### CONSIGNE A
Dresse la liste de tous les nombres de répétitions par rite mentionnés dans le texte sur les 5 Tibétains, sans répéter une même valeur.

### TEXTE RETENU
Partage d'expérience
Plutôt que de vous lister les bienfaits en mode copié-collé que vous pouvez retrouver dans de nombreux articles par vous-même, je préfère vous partager l'expérience que j'en ai.
Lors du premier contact avec les 5 Tibétains, je suis débutante en yoga, j'ai deux enfants en bas âge et un boulot prenant. J'achète ce tout petit livre qui tient en poche et résume la pratique de manière très succincte ; l'objet est joli et fait partie d'une collection bien-être dont j'ai quelques exemplaires.
Je commence à les pratiquer en dilettante, juste quand j'y pense, le weekend ou en vacances. Puis je me souviens d'une période où je les ai pratiqué sur quelques jours tous les matins. Je constate alors que je ressens moins de fatigue dans la journée, moins de fluctuations nerveuses aussi.
Puis je passe à autre chose, la vie avance, le petit livre rejoint l'étagère et passe de carton en carton, d'adresse en adresse. Je développe la pratique du yoga et ressens les mêmes avantages à la pratique quotidienne, même courte, mais tous les jours : réduction du stress, de la fatigue, meilleure forme physique…
Lors de ma post-formation Yoga & Ayurveda auprès de Michèle Lefèvre et Isabelle Moysan de l'école Yogamrita, nous abordons à nouveau cette pratique. Je décide d'en faire une sadhana quotidienne pendant une période donnée pour en ressentir les effets dans la régularité. Je choisis l'été au lever du jour ou en tout cas au plus frais de la journée car, à cette période, l'été étant très chaud, la pratique de yoga en grosse chaleur ne me réussit pas. Parfois, j'ajoutais une seconde session en fin de journée mais pas de manière systématique. Les 5 rites pratiqués en fin de journée peuvent occasionner un regain d'énergie et gêner le processus naturel de mise au repos qui nous amène doucement vers le mode nocturne.
J'ai pu en effet constater qu'une pratique en soirée pouvait retarder le marchand de sable…
Je suis loin d'être une athlète, je manque de tonicité et mes articulations souffrent parfois : ou de l'excès d'exercice, ou de l'absence d'exercice, ma nature est ainsi faite :-) Je dois en conséquence naviguer dans cette nature mouvante pour renforcer sans trop forcer et stimuler sans trop contraindre.
Cette pratique à cette saison m'a bien convenue. J'ai commencé par des séries de 7 mouvements par rite sur une semaine puis la semaine suivante, je suis passée à 10 mouvements par séquence. Et ainsi de semaine en semaine, je suis arrivée à effectuer 14 mouvements par rite et me suis installée dans cette sadhana durant tout l'été.
J'ai ensuite laissé cette pratique de côté pour la remplacer par une autre en automne car elle n'était plus adaptée à mes besoins.
Depuis cette expérience, je reprends parfois cette pratique quotidienne sur un temps donné. Mon corps s'étant renforcé depuis cette période, je peux commencer les répétitions à 21 tours pour le premier rite et 14 pour les suivants et je termine la période par effectuer tous les rites 21 fois.

### DONNÉES AFFICHÉES
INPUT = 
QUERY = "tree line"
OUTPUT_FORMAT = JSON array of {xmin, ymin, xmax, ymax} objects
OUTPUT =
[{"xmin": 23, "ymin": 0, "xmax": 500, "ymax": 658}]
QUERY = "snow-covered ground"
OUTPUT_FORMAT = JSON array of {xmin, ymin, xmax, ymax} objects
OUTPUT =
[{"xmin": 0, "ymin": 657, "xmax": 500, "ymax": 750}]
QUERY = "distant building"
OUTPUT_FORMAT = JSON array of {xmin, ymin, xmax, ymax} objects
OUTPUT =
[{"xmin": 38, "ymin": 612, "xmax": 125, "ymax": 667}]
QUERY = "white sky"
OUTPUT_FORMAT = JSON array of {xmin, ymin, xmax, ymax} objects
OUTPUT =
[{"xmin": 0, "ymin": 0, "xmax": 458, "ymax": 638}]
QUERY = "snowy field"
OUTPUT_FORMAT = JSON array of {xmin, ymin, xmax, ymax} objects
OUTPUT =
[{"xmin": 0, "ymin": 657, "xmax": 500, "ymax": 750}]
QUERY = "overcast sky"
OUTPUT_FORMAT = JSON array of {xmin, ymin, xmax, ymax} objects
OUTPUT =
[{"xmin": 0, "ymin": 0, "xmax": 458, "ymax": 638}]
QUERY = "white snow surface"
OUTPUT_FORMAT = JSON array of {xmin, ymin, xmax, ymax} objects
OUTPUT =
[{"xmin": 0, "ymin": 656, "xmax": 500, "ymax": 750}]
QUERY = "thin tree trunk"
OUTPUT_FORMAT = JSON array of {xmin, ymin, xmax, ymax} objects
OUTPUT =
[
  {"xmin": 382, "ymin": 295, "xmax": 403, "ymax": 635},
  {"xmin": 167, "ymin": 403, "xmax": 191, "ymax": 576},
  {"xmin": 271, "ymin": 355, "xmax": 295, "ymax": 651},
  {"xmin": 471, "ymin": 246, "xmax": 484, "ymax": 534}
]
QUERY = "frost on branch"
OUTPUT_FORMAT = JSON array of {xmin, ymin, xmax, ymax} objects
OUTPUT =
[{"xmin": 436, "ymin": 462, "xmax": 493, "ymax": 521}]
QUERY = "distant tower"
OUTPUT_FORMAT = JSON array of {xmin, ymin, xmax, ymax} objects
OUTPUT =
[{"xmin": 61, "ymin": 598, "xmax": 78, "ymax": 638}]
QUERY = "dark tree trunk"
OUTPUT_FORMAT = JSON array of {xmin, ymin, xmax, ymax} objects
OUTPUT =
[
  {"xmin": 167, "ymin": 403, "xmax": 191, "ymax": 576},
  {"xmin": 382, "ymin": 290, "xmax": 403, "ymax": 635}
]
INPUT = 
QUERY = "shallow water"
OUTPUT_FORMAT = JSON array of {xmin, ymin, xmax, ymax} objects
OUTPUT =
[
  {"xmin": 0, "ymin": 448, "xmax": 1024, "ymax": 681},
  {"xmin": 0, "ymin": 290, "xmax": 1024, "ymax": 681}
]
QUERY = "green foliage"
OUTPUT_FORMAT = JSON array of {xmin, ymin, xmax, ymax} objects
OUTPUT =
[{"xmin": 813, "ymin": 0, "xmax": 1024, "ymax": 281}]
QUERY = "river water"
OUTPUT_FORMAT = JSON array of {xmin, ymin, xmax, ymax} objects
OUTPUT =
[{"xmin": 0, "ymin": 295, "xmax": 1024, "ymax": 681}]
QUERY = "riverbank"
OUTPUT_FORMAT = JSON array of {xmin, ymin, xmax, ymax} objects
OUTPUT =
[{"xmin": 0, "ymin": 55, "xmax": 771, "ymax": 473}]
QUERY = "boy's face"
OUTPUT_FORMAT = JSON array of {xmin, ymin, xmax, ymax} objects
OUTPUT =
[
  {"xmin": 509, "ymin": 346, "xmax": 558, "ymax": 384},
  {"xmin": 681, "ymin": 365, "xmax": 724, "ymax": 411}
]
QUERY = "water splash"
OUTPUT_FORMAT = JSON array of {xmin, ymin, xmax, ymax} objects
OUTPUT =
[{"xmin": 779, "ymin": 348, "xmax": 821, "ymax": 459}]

### CONSIGNE B
Repère dans les enregistrements chaque ligne contenant le mot "tree", puis recopie ces lignes.

### RÉSULTAT A
7, 10, 14, 21

### RÉSULTAT B
QUERY = "tree line"
QUERY = "thin tree trunk"
QUERY = "dark tree trunk"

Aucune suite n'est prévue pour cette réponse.